Exercise instructions.
All of the records must be restated exactly, with every line complete.

Supplied entries.
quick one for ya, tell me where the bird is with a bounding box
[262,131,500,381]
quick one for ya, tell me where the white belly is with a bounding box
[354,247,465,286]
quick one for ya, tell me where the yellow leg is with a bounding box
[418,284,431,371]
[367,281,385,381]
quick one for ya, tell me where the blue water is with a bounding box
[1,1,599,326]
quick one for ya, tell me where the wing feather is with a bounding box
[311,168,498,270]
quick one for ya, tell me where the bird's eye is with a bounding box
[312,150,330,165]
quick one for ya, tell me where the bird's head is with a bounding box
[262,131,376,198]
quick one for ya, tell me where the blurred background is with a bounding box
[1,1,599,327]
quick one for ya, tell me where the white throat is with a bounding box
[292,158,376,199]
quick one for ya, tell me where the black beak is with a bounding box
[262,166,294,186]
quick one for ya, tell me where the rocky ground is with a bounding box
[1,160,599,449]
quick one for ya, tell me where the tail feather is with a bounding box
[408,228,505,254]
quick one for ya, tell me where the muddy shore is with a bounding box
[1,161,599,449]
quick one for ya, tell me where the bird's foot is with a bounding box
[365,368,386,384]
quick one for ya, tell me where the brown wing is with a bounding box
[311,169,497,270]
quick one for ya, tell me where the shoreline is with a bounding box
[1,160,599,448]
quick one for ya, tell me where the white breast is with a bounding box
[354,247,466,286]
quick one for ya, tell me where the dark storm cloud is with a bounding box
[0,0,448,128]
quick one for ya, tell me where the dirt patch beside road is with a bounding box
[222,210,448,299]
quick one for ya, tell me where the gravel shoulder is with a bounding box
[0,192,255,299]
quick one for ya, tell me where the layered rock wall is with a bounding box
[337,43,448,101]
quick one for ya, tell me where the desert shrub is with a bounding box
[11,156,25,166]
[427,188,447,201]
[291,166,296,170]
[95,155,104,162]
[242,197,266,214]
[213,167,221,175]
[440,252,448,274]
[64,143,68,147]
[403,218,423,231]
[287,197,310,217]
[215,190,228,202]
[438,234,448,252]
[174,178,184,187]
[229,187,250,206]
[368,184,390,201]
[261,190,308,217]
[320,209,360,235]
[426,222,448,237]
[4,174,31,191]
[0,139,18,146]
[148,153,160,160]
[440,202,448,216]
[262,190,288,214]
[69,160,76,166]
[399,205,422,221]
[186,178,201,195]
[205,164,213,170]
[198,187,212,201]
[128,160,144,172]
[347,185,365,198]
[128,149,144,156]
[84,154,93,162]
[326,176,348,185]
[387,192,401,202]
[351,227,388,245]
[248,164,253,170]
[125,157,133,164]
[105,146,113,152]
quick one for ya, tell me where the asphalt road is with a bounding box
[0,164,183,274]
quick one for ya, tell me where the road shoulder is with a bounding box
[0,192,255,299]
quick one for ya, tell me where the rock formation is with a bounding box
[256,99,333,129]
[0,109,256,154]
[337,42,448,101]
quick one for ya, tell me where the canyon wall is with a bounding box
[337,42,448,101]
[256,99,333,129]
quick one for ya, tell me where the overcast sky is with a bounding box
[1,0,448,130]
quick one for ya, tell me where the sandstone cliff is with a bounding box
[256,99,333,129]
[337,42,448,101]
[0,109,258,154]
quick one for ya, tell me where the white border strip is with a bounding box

Written answer.
quick one for ya, tell me where the bird is with a bounding box
[262,131,500,381]
quick one for ya, tell me where the white belly is with a bounding box
[354,247,465,286]
quick one for ya, tell me where the yellow leg is with a bounding box
[418,284,431,371]
[367,281,385,381]
quick one for ya, tell me where the blue water is with a bounding box
[1,1,599,326]
quick one for ya, tell me where the wing feather is with a bounding box
[311,168,498,270]
quick one for ya, tell me where the bird's eye is with a bounding box
[312,150,330,165]
quick one for ya, tell me where the bird's head is with a bounding box
[262,131,376,198]
quick one for ya, tell me where the blurred background is with a bounding box
[1,1,599,327]
quick one for ya, tell me where the white throat is with a bounding box
[292,158,376,199]
quick one for ya, tell me where the black beak is with a bounding box
[262,166,294,186]
quick one for ya, tell me where the rocky ground is with a bounding box
[1,160,599,449]
quick one for ya, tell me where the tail feather is with a bounding box
[408,228,505,254]
quick one for ya, tell me where the muddy shore is with a bounding box
[1,161,599,449]
quick one for ya, tell me where the bird's foot is with a bounding box
[365,368,386,384]
quick one for ya, tell me where the brown wing is with a bounding box
[311,169,497,270]
quick one for ya, tell me where the shoreline is with a bounding box
[1,160,599,448]
quick one for ya, tell me where the white breast is with a bounding box
[354,247,466,286]
quick one for ya, tell me where the dark storm cloud is with a bounding box
[0,0,448,128]
quick one for ya, tell me where the dirt patch beside road is with a bounding box
[222,210,448,299]
quick one for ya, tell me where the gravel shoulder is with a bounding box
[0,192,255,299]
quick one for ya, tell me where the layered rock wall is with a bounding box
[337,43,448,101]
quick one for ya, tell me where the desert shrub is with a bounding box
[11,156,25,166]
[427,188,447,201]
[291,166,296,170]
[95,155,104,162]
[242,197,266,214]
[213,167,221,175]
[440,252,448,274]
[64,143,68,147]
[403,218,423,231]
[287,197,310,217]
[215,190,228,202]
[438,234,448,252]
[174,178,184,187]
[229,187,250,206]
[368,184,390,201]
[261,190,308,217]
[320,209,360,235]
[426,222,448,237]
[4,174,31,191]
[0,139,18,146]
[148,153,160,160]
[440,202,448,216]
[262,190,288,214]
[69,160,76,166]
[399,205,422,221]
[186,178,201,195]
[205,164,213,170]
[198,187,212,201]
[128,160,144,172]
[347,185,365,198]
[128,149,144,156]
[84,154,93,162]
[326,176,348,185]
[387,192,401,202]
[351,227,388,245]
[248,164,253,170]
[125,157,133,164]
[105,146,113,152]
quick one for ya, tell me where the asphalt road is with a bounding box
[0,164,183,274]
quick one for ya, tell me where the road shoulder is with a bounding box
[0,192,255,299]
quick one for ya, tell me where the rock formation is with a bounding box
[256,99,333,129]
[0,109,256,154]
[337,42,448,101]
quick one for ya, tell me where the canyon wall is with a bounding box
[337,42,448,101]
[256,99,333,129]
quick one for ya, tell me where the overcast sky is with a bounding box
[1,0,448,130]
quick one for ya, tell me where the sandstone cliff is with a bounding box
[256,99,333,129]
[337,42,448,101]
[0,109,258,154]
quick one for ya, tell me where the white border strip is with a bounding box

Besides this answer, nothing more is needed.